▸ **Task description**
Please output the material below verbatim, keeping every line unchanged.

━━━━━ Input data ━━━━━

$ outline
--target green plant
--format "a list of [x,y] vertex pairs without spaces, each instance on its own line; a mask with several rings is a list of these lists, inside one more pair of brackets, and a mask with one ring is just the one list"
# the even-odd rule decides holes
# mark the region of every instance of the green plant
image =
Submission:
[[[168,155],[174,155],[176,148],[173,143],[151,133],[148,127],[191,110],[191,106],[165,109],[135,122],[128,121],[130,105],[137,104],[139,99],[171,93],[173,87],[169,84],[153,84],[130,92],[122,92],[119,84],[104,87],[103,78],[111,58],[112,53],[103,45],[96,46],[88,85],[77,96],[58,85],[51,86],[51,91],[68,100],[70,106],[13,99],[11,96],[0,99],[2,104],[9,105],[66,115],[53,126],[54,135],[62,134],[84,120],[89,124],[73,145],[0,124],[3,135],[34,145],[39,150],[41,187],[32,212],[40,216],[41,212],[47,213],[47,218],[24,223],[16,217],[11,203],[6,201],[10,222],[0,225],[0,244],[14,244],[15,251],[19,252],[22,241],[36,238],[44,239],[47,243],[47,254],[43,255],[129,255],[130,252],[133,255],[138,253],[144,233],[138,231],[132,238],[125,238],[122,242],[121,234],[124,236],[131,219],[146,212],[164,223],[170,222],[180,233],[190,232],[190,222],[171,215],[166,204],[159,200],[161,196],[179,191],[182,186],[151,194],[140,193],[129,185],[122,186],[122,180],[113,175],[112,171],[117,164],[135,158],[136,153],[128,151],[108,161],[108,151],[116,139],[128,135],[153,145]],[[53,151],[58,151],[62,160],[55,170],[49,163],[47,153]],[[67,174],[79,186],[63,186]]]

━━━━━

▸ **Response to this task**
$ outline
--target green plant
--format "a list of [x,y] vertex pairs without spaces, each instance on its own line; a mask with several rings is a list of these lists, inside one more pair of brackets, and a mask with one ring is just the one list"
# the even-odd rule decides holes
# mark the region of every instance of the green plant
image =
Submission:
[[[168,155],[174,155],[176,148],[173,143],[151,133],[148,127],[191,110],[191,106],[165,109],[135,122],[128,121],[130,105],[137,104],[139,99],[171,93],[173,87],[169,84],[153,84],[130,92],[122,92],[119,84],[104,87],[103,78],[111,58],[112,53],[103,45],[96,46],[88,85],[77,96],[58,85],[51,86],[51,91],[68,100],[70,106],[13,99],[11,96],[0,99],[2,104],[9,105],[66,115],[53,126],[54,135],[62,134],[84,120],[89,124],[73,145],[0,124],[3,135],[34,145],[39,150],[41,187],[32,212],[40,216],[41,212],[47,213],[47,218],[24,223],[16,217],[11,203],[6,201],[10,222],[0,225],[0,244],[14,244],[15,251],[19,252],[22,241],[36,238],[44,239],[47,243],[47,254],[43,255],[129,255],[130,252],[133,255],[138,253],[144,233],[138,231],[132,238],[125,238],[122,242],[121,234],[124,236],[131,219],[146,212],[164,223],[170,222],[180,233],[190,232],[190,222],[171,215],[166,204],[159,200],[161,196],[179,191],[182,186],[151,194],[140,193],[129,185],[122,186],[122,180],[113,175],[112,171],[117,164],[135,158],[136,153],[128,151],[108,161],[108,151],[116,139],[128,135],[153,145]],[[53,151],[58,151],[62,160],[55,170],[49,163],[47,153]],[[67,174],[79,186],[63,186]]]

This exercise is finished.